Data for this exercise below:
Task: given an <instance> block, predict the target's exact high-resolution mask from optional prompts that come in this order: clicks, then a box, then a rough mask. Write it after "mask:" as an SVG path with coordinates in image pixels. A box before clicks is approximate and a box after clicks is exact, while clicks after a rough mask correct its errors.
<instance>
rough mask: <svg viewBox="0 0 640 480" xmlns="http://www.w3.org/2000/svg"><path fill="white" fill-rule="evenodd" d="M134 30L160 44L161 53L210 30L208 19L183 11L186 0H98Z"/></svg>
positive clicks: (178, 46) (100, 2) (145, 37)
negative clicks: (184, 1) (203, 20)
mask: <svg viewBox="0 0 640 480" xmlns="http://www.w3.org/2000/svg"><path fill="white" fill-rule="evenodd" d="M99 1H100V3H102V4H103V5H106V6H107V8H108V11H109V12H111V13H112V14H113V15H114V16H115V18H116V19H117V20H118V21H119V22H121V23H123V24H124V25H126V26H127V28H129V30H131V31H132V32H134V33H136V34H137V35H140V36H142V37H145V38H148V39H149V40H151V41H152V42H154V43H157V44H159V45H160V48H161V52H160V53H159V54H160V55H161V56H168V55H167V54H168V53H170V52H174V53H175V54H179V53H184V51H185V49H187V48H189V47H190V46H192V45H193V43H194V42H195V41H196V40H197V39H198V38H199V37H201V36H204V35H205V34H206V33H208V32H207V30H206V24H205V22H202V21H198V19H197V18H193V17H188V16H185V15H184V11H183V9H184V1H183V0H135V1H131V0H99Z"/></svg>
End of Data for this exercise.
Work to complete ::
Copy every line of the items above character for character, leaving nothing out.

The answer ::
Task: given an <instance> block, predict the target's exact high-resolution mask from optional prompts that come in this order: clicks, then a box, then a rough mask. Write it after "mask:" as an SVG path with coordinates in image pixels. A box before clicks is approximate and a box after clicks is exact, while clicks after a rough mask correct its errors.
<instance>
rough mask: <svg viewBox="0 0 640 480" xmlns="http://www.w3.org/2000/svg"><path fill="white" fill-rule="evenodd" d="M134 30L160 44L161 53L210 30L208 19L183 11L186 0H98Z"/></svg>
positive clicks: (178, 46) (100, 2) (145, 37)
negative clicks: (184, 1) (203, 20)
mask: <svg viewBox="0 0 640 480" xmlns="http://www.w3.org/2000/svg"><path fill="white" fill-rule="evenodd" d="M99 1H100V3H102V4H103V5H106V6H107V8H108V11H109V12H111V13H112V14H113V15H114V16H115V18H116V19H117V20H118V21H119V22H121V23H123V24H124V25H126V26H127V28H129V30H131V31H132V32H134V33H136V34H137V35H140V36H142V37H145V38H148V39H149V40H151V41H152V42H154V43H157V44H159V45H160V48H161V52H160V53H159V54H160V55H161V56H168V55H167V54H168V53H170V52H174V53H175V54H179V53H184V51H185V49H187V48H189V47H190V46H192V45H193V43H194V42H195V41H196V40H197V39H198V38H199V37H201V36H204V35H205V34H206V33H208V32H207V30H206V24H205V22H202V21H198V19H197V18H193V17H188V16H185V15H184V11H183V9H184V1H183V0H135V1H131V0H99Z"/></svg>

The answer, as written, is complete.